Rows of box annotation data
┌────────

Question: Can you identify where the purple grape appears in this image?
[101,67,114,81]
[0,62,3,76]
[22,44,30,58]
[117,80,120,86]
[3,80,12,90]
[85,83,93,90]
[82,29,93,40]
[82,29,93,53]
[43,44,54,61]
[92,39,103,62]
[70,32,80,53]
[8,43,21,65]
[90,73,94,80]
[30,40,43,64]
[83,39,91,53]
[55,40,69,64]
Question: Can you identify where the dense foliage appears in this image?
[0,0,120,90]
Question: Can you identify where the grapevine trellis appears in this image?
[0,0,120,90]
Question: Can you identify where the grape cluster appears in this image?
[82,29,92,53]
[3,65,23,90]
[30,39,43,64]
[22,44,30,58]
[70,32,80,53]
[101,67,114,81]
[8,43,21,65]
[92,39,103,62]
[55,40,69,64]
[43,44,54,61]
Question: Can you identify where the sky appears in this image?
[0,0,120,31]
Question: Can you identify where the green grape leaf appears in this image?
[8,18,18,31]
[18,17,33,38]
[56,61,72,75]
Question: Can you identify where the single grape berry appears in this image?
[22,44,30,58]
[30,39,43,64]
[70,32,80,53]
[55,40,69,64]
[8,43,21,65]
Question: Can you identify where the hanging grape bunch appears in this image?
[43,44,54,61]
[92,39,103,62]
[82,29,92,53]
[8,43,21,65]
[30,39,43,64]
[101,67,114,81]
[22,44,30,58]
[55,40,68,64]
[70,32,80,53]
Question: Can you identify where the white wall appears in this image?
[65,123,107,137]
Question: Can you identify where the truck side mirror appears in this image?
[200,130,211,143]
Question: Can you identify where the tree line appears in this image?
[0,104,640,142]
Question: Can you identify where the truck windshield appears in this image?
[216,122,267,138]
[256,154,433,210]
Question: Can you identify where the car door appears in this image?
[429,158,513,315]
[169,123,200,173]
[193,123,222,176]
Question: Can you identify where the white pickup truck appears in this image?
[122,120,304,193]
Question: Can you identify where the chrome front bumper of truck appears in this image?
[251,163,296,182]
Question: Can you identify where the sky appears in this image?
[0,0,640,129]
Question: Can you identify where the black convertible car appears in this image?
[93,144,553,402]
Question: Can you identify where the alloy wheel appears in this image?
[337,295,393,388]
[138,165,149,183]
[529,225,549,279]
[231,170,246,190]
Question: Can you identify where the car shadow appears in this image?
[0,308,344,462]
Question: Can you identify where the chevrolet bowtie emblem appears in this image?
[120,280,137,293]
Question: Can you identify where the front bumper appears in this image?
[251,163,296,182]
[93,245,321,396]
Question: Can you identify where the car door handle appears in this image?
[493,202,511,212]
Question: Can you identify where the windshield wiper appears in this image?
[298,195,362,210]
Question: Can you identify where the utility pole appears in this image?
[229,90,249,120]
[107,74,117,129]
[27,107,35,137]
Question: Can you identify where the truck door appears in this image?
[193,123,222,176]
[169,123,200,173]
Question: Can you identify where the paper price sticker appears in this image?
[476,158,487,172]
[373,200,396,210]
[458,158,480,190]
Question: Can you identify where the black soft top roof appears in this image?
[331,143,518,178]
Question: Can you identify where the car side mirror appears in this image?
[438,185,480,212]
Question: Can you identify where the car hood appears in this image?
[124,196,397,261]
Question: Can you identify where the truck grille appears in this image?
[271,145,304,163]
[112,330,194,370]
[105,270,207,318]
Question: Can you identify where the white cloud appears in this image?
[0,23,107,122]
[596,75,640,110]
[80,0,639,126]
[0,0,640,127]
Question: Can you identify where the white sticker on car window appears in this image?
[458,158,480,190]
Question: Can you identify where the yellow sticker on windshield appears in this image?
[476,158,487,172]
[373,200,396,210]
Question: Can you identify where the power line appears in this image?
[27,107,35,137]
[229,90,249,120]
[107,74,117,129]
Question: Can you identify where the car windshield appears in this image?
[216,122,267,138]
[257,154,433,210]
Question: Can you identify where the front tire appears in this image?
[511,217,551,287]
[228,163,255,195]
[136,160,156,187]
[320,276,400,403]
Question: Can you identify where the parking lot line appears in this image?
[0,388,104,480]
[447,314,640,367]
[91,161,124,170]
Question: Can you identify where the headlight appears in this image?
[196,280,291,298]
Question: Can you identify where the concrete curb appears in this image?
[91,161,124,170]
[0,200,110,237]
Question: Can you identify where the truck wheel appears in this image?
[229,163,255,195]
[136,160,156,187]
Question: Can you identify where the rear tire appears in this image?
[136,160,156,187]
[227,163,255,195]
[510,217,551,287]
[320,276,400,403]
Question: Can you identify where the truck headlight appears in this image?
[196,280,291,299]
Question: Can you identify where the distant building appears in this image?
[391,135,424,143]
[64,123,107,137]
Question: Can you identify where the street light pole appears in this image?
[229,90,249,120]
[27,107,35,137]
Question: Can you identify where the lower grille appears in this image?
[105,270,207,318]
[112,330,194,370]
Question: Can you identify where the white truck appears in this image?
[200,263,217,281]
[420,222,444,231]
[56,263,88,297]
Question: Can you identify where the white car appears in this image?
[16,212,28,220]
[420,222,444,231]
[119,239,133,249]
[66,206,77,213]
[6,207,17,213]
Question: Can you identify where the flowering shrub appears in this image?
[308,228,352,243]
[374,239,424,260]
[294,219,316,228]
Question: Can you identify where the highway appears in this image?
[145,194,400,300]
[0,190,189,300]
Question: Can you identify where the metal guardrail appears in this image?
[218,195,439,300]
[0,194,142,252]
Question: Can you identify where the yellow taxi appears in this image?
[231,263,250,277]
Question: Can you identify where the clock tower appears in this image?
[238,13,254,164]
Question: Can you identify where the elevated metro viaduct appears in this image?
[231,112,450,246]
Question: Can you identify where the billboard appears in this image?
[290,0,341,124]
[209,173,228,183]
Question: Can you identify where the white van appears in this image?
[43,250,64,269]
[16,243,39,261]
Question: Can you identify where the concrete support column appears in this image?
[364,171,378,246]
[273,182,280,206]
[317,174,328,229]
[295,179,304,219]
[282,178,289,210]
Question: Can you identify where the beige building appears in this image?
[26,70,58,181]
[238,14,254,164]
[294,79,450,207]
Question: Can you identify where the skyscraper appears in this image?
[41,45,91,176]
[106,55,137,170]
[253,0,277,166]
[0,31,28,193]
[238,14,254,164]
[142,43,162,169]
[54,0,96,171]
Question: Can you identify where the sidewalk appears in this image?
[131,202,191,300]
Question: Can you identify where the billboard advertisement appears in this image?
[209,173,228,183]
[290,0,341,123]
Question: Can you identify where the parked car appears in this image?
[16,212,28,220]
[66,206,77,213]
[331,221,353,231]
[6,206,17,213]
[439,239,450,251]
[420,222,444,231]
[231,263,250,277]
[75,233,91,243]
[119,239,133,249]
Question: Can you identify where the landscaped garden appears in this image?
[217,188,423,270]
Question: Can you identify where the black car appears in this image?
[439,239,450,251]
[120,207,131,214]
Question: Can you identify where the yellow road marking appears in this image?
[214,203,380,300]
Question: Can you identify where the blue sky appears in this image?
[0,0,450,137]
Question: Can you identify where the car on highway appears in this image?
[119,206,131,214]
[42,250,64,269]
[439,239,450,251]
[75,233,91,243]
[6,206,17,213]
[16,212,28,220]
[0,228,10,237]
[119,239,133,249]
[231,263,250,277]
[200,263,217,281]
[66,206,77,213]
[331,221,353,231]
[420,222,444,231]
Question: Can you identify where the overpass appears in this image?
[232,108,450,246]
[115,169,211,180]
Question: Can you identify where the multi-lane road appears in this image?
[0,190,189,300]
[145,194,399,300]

└────────

TO DO → Please output the data above as a Markdown table with two columns, Num and Content, giving each line its own numbered row and leaving out blank lines.

CORRECT RESULT →
| Num | Content |
|---|---|
| 1 | Question: Can you identify where the purple grape appears in this image? |
| 2 | [101,67,114,81] |
| 3 | [0,62,3,76] |
| 4 | [22,44,30,58] |
| 5 | [117,80,120,86] |
| 6 | [3,80,12,90] |
| 7 | [85,83,93,90] |
| 8 | [82,29,93,40] |
| 9 | [82,29,93,53] |
| 10 | [43,44,54,61] |
| 11 | [92,39,103,62] |
| 12 | [70,32,80,53] |
| 13 | [8,43,21,65] |
| 14 | [90,73,94,80] |
| 15 | [30,40,43,64] |
| 16 | [83,39,91,53] |
| 17 | [55,40,69,64] |
| 18 | Question: Can you identify where the dense foliage appears in this image? |
| 19 | [0,0,120,90] |
| 20 | Question: Can you identify where the grapevine trellis appears in this image? |
| 21 | [0,0,120,90] |
| 22 | Question: Can you identify where the grape cluster appears in this image? |
| 23 | [82,29,92,53] |
| 24 | [3,65,23,90] |
| 25 | [30,39,43,64] |
| 26 | [22,44,30,58] |
| 27 | [70,32,80,53] |
| 28 | [101,67,114,81] |
| 29 | [8,43,21,65] |
| 30 | [92,39,103,62] |
| 31 | [55,40,69,64] |
| 32 | [43,44,54,61] |
| 33 | Question: Can you identify where the sky appears in this image? |
| 34 | [0,0,120,31] |
| 35 | Question: Can you identify where the green grape leaf appears in this image? |
| 36 | [8,18,18,31] |
| 37 | [18,17,33,38] |
| 38 | [56,61,72,75] |
| 39 | Question: Can you identify where the single grape berry appears in this image? |
| 40 | [22,44,30,58] |
| 41 | [30,39,43,64] |
| 42 | [70,32,80,53] |
| 43 | [55,40,69,64] |
| 44 | [8,43,21,65] |
| 45 | Question: Can you identify where the hanging grape bunch appears in this image? |
| 46 | [43,44,54,61] |
| 47 | [92,39,103,62] |
| 48 | [82,29,92,53] |
| 49 | [8,43,21,65] |
| 50 | [30,39,43,64] |
| 51 | [101,67,114,81] |
| 52 | [22,44,30,58] |
| 53 | [55,40,68,64] |
| 54 | [70,32,80,53] |
| 55 | Question: Can you identify where the white wall appears in this image? |
| 56 | [65,123,107,137] |
| 57 | Question: Can you identify where the truck side mirror appears in this image? |
| 58 | [200,130,211,143] |
| 59 | Question: Can you identify where the tree line appears in this image? |
| 60 | [0,104,640,142] |
| 61 | Question: Can you identify where the truck windshield appears in this image? |
| 62 | [216,122,267,138] |
| 63 | [256,154,433,210] |
| 64 | Question: Can you identify where the car door appears in this image? |
| 65 | [429,158,513,315] |
| 66 | [169,123,200,173] |
| 67 | [193,123,222,176] |
| 68 | Question: Can you identify where the white pickup truck appears in this image? |
| 69 | [122,120,304,193] |
| 70 | Question: Can you identify where the chrome front bumper of truck appears in this image? |
| 71 | [251,163,296,182] |
| 72 | Question: Can you identify where the sky appears in this image? |
| 73 | [0,0,640,129] |
| 74 | Question: Can you identify where the black convertible car appears in this image? |
| 75 | [93,144,553,402] |
| 76 | Question: Can you identify where the alloy wheel appears in this image? |
| 77 | [337,295,393,388] |
| 78 | [138,165,149,183] |
| 79 | [529,225,549,279] |
| 80 | [231,170,246,190] |
| 81 | Question: Can you identify where the car shadow appears in this image? |
| 82 | [0,308,344,462] |
| 83 | Question: Can you identify where the chevrolet bowtie emblem appears in this image? |
| 84 | [120,280,137,293] |
| 85 | Question: Can you identify where the front bumper appears in this image? |
| 86 | [251,163,296,182] |
| 87 | [93,245,321,396] |
| 88 | Question: Can you identify where the car door handle appears in this image? |
| 89 | [493,202,511,212] |
| 90 | Question: Can you identify where the windshield wiper appears in this image? |
| 91 | [298,195,362,210] |
| 92 | Question: Can you identify where the utility pole appears in this image? |
| 93 | [229,90,249,120] |
| 94 | [107,74,117,129] |
| 95 | [27,107,35,137] |
| 96 | Question: Can you identify where the truck door appears in this image? |
| 97 | [193,123,222,176] |
| 98 | [169,123,200,173] |
| 99 | Question: Can you identify where the paper price sticker appears in this image? |
| 100 | [476,158,487,172] |
| 101 | [373,200,396,210] |
| 102 | [458,158,480,190] |
| 103 | Question: Can you identify where the black soft top roof appears in this image? |
| 104 | [331,143,518,178] |
| 105 | Question: Can you identify where the car side mirror appears in this image? |
| 106 | [438,185,480,212] |
| 107 | Question: Can you identify where the car hood appears in this image? |
| 108 | [124,196,397,261] |
| 109 | Question: Can you identify where the truck grille appears in this image? |
| 110 | [271,145,304,163] |
| 111 | [112,330,194,370] |
| 112 | [105,270,207,318] |
| 113 | Question: Can you identify where the white cloud appears in this image? |
| 114 | [0,23,107,122] |
| 115 | [596,75,640,110] |
| 116 | [80,0,639,126] |
| 117 | [0,0,640,127] |
| 118 | Question: Can you identify where the white sticker on car window appears in this image? |
| 119 | [458,158,480,190] |
| 120 | Question: Can you identify where the yellow sticker on windshield appears in this image? |
| 121 | [476,158,487,172] |
| 122 | [373,200,396,210] |
| 123 | Question: Can you identify where the power line appears in this image? |
| 124 | [27,107,35,137] |
| 125 | [229,90,249,120] |
| 126 | [107,74,117,129] |
| 127 | Question: Can you identify where the car windshield appears in this image? |
| 128 | [216,122,267,138] |
| 129 | [257,154,433,210] |
| 130 | Question: Can you identify where the front tire appears in this image? |
| 131 | [511,217,551,287] |
| 132 | [228,163,255,195] |
| 133 | [136,160,156,187] |
| 134 | [320,276,400,403] |
| 135 | Question: Can you identify where the parking lot line appears in this image? |
| 136 | [0,388,104,480] |
| 137 | [447,314,640,367] |
| 138 | [91,161,124,170] |
| 139 | Question: Can you identify where the headlight appears in this image? |
| 140 | [196,280,291,298] |
| 141 | Question: Can you identify where the concrete curb appears in this image? |
| 142 | [91,161,124,170] |
| 143 | [0,200,110,237] |
| 144 | Question: Can you identify where the truck wheel appears in this image? |
| 145 | [229,163,255,195] |
| 146 | [136,160,156,187] |
| 147 | Question: Can you identify where the rear tire appears in this image? |
| 148 | [136,160,156,187] |
| 149 | [227,163,255,195] |
| 150 | [510,217,551,287] |
| 151 | [320,276,400,403] |
| 152 | Question: Can you identify where the truck headlight appears in this image? |
| 153 | [196,280,291,299] |
| 154 | Question: Can you identify where the distant building appears in this image? |
| 155 | [391,135,424,143] |
| 156 | [64,123,107,137] |
| 157 | Question: Can you identify where the street light pole appears in this image? |
| 158 | [229,90,249,120] |
| 159 | [27,107,35,137] |
| 160 | Question: Can you identify where the lower grille appears in this image? |
| 161 | [105,270,207,318] |
| 162 | [112,330,194,370] |
| 163 | Question: Can you identify where the white truck appears in this image? |
| 164 | [200,263,217,281] |
| 165 | [420,222,444,231] |
| 166 | [56,263,88,297] |
| 167 | Question: Can you identify where the white car appears in this image? |
| 168 | [16,212,28,220] |
| 169 | [420,222,444,231] |
| 170 | [119,239,133,249] |
| 171 | [66,206,77,213] |
| 172 | [6,207,17,213] |
| 173 | Question: Can you identify where the flowering shrub appears in this image? |
| 174 | [308,228,352,243] |
| 175 | [374,239,424,260] |
| 176 | [294,219,316,228] |
| 177 | Question: Can you identify where the highway appears in this image? |
| 178 | [145,194,400,300] |
| 179 | [0,190,189,300] |
| 180 | Question: Can you identify where the metal guardrail appears in this image? |
| 181 | [218,195,439,300] |
| 182 | [0,194,142,252] |
| 183 | Question: Can you identify where the yellow taxi appears in this image? |
| 184 | [231,263,250,277] |
| 185 | Question: Can you identify where the clock tower appears in this image? |
| 186 | [238,13,254,164] |
| 187 | Question: Can you identify where the elevated metro viaduct appears in this image? |
| 188 | [231,112,450,246] |
| 189 | Question: Can you identify where the billboard appears in this image? |
| 190 | [290,0,341,124] |
| 191 | [209,173,228,183] |
| 192 | Question: Can you identify where the white van appears in this image? |
| 193 | [43,250,64,269] |
| 194 | [16,243,39,261] |
| 195 | Question: Can you identify where the concrete support column appears in this image? |
| 196 | [364,171,378,246] |
| 197 | [273,182,280,206] |
| 198 | [317,174,328,229] |
| 199 | [295,179,304,219] |
| 200 | [282,178,289,210] |
| 201 | Question: Can you identify where the beige building appears in this image? |
| 202 | [26,70,58,181] |
| 203 | [238,14,254,164] |
| 204 | [294,79,450,207] |
| 205 | Question: Can you identify where the skyscraper appears in this image? |
| 206 | [41,45,91,176] |
| 207 | [106,55,137,170] |
| 208 | [253,0,277,166] |
| 209 | [0,31,28,193] |
| 210 | [238,14,254,164] |
| 211 | [142,43,162,169] |
| 212 | [54,0,96,171] |
| 213 | Question: Can you identify where the sidewalk appears in this image? |
| 214 | [131,202,191,300] |
| 215 | Question: Can you identify where the billboard advertisement appears in this image? |
| 216 | [209,173,228,183] |
| 217 | [290,0,341,123] |
| 218 | Question: Can you identify where the parked car appears in this image? |
| 219 | [16,212,28,220] |
| 220 | [66,206,77,213] |
| 221 | [331,221,353,231] |
| 222 | [6,206,17,213] |
| 223 | [439,239,450,251] |
| 224 | [420,222,444,231] |
| 225 | [231,263,250,277] |
| 226 | [75,233,91,243] |
| 227 | [119,239,133,249] |
| 228 | Question: Can you identify where the landscaped garden appears in this image? |
| 229 | [217,188,423,270] |
| 230 | Question: Can you identify where the black car appears in this image? |
| 231 | [439,239,450,251] |
| 232 | [120,207,131,214] |
| 233 | Question: Can you identify where the yellow road marking appears in this image? |
| 234 | [214,203,380,300] |
| 235 | Question: Can you identify where the blue sky appears in this image? |
| 236 | [0,0,450,137] |
| 237 | Question: Can you identify where the car on highway appears in this image? |
| 238 | [119,206,131,214] |
| 239 | [42,250,64,269] |
| 240 | [439,239,450,251] |
| 241 | [75,233,91,243] |
| 242 | [6,206,17,213] |
| 243 | [16,212,28,220] |
| 244 | [0,228,10,237] |
| 245 | [119,239,133,249] |
| 246 | [231,263,250,277] |
| 247 | [200,263,217,281] |
| 248 | [66,206,77,213] |
| 249 | [331,221,353,231] |
| 250 | [420,222,444,231] |
| 251 | Question: Can you identify where the overpass appears in this image? |
| 252 | [232,108,450,246] |
| 253 | [115,169,211,180] |
| 254 | Question: Can you identify where the multi-lane road appears in this image? |
| 255 | [0,190,189,300] |
| 256 | [145,194,399,300] |